Document excerpt
* BEGIN *
Compelling evidence of the destabilizing effects of the emulsifying hydrocolloids, resulting in the increase of the interactions on the colloidal scale, is provided in the (Figure 5b) that shows the Weast’s relationship referred either to the model systems obtained by adding an amount of sugars equal to 300 g and to the MSC ice cream mixtures having the same total solid content but obtained by adding an amount of sugars equal to 200 g. Regardless of their lower concentration of sugars, the MSC samples showed the highest strength of colligative solute-solvent interaction (intercept of the Weast’s function was 0.935) but the lowest degree of dependence between the freezing point and Mw/Ms (the slope of the Weast’s function was 1.348).

3.5. Modeling of Crystallization Kinetics for Ice Cream Mixtures

The mathematical description of the water crystallization in batch ice cream production was performed through a phenomenological modeling of the overall freezing occurring inside the SSHE that include the main freezing steps observed on a macroscopic scale, that is, the heterogeneous nucleation, ice crystal growth and air incorporation.
From one hand, the improvement of the quality of ice cream produced in batch SSHE requires accurate and quantitative data about the composition of the starting liquid mixture and its freezing properties but also about the way in which structural and physical changes occurring under dynamic freezing conditions may affect melting and sensory properties of the final ice cream. From another hand, the time-temperature history experienced by the ice cream mixture inside the SSHE can be used as an accurate fingerprinting of the multiple events taking place on a wide range of scale size and that include heterogeneous nucleation, ice crystal growth, destabilizing of fat globules, cross-linking of hydrocolloids to form a viscoelastic network and air incorporation.
* END *
Jobs
1 > In the ice cream freezing excerpt, what was the slope of the Weast's function for the MSC samples?
2 > From the ice cream freezing excerpt, return the stretch from "3.5. Modeling of" through "growth and air incorporation.".
3 > The ice cream freezing excerpt says the time-temperature history inside the SSHE fingerprints multiple events. List each event it names.

Raw data
* BEGIN *
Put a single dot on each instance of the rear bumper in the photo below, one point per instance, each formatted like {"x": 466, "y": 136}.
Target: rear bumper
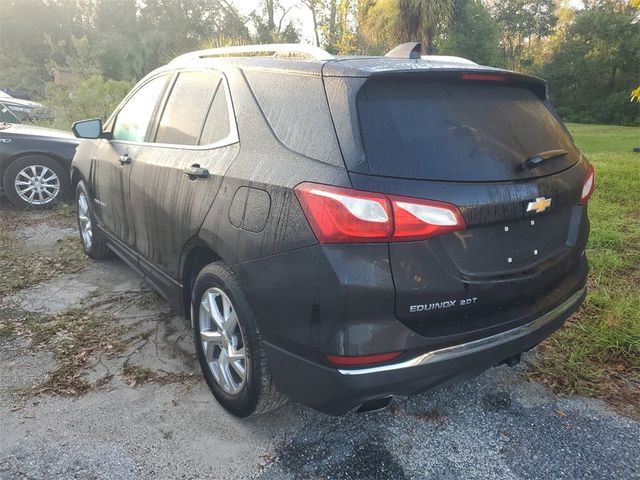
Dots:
* END *
Per-task outputs
1 > 1.348

2 >
3.5. Modeling of Crystallization Kinetics for Ice Cream Mixtures

The mathematical description of the water crystallization in batch ice cream production was performed through a phenomenological modeling of the overall freezing occurring inside the SSHE that include the main freezing steps observed on a macroscopic scale, that is, the heterogeneous nucleation, ice crystal growth and air incorporation.

3 >
- heterogeneous nucleation
- ice crystal growth
- destabilizing of fat globules
- cross-linking of hydrocolloids to form a viscoelastic network
- air incorporation